• Data excerpts
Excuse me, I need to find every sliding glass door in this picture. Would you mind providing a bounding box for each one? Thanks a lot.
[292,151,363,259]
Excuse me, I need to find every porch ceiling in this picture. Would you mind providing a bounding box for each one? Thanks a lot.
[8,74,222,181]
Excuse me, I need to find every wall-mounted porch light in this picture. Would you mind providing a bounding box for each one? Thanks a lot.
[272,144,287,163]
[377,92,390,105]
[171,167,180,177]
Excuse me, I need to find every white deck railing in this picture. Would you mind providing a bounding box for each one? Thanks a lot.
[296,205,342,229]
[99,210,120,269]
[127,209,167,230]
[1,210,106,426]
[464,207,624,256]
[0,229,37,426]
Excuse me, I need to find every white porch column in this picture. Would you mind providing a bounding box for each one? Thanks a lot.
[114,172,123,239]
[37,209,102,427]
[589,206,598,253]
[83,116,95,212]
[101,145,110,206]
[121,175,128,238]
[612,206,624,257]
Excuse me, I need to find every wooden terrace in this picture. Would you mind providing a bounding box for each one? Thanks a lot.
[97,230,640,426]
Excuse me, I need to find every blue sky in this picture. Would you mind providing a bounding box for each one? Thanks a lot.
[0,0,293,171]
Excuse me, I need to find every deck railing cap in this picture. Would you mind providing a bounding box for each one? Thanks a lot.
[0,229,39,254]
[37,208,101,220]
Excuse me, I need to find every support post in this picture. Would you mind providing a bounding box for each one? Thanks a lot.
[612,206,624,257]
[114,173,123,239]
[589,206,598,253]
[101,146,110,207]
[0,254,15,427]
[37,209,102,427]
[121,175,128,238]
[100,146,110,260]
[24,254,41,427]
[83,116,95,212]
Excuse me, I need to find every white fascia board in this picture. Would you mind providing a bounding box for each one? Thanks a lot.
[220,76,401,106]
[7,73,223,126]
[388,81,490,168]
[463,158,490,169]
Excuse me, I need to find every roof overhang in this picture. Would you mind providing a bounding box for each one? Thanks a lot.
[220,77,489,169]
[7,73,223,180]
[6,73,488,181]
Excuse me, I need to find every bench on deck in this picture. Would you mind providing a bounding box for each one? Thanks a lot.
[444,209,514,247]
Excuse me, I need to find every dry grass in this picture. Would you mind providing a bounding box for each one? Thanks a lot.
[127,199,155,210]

• Your objective
Whatever the entries above contain, reproduce all of them exactly.

• The answer
Excuse me, I need to find every sliding glass door in this picture. Would you mind providing a bounding box for each one? Thanks a lot.
[292,151,363,259]
Excuse me, I need to find every porch ceiling in this picture. Would you mind providing a bounding box for each one? Thanks a lot.
[8,74,222,181]
Excuse me, I need to find every wall-mounted porch light in this picture. Would you mind providing a bounding box for each one? Thanks a lot.
[272,144,287,163]
[377,92,390,105]
[171,167,180,177]
Excuse me, I need to find every white deck railing in this picture. Would you mind providing a bounding box for each one? Thanks a lot.
[296,205,342,229]
[99,210,120,269]
[127,209,167,230]
[1,210,106,426]
[464,207,624,256]
[0,229,37,426]
Excuse me, I need to find every white porch column in this picture. Would you mind providing a bounding box for each one? Thanks a lot.
[114,172,123,239]
[37,209,102,427]
[589,206,598,253]
[83,116,95,212]
[101,145,110,206]
[121,175,128,238]
[612,206,624,257]
Excuse me, I need to find every wooden terrace in this picture. Would you mind providing a bounding box for each one? Thanks a lot.
[97,230,640,426]
Excuse me, I need to find every blue sky in this picture. Would you mind providing a bounding box for each one? Thanks a lot.
[0,0,293,171]
Excuse me, I need to find every deck railing cap in this picture. Would you mind providing a bounding box for each one? Thanks a lot.
[0,229,39,254]
[37,208,101,220]
Excuse me, I need to find every support post in this picture. Would you mind providing a bounding box for each one? Thanks a lot.
[612,206,624,257]
[114,173,123,239]
[589,206,598,253]
[101,146,110,207]
[0,254,15,427]
[37,209,102,427]
[121,175,128,238]
[100,146,110,260]
[24,254,41,427]
[83,116,95,212]
Excuse me, I need to find every white fascia board in this picture. Would you mind providing a bounding box for each one? Thanks a lot.
[220,76,401,106]
[7,73,223,126]
[388,81,490,168]
[463,158,490,169]
Excuse me, I need to find every roof overhang in this picture. Would you mind providing a bounding box for each one? Thanks a lot.
[220,77,489,169]
[7,73,223,180]
[6,73,488,181]
Excuse me, I need to find every bench on deck in this picture. Would you mind providing a bounding box for each one? Thanks a lot.
[444,209,514,247]
Excuse me, I need to find every dry grass in this picture. Would you mind providing a bounding box for each one? Thanks a lot.
[127,199,155,210]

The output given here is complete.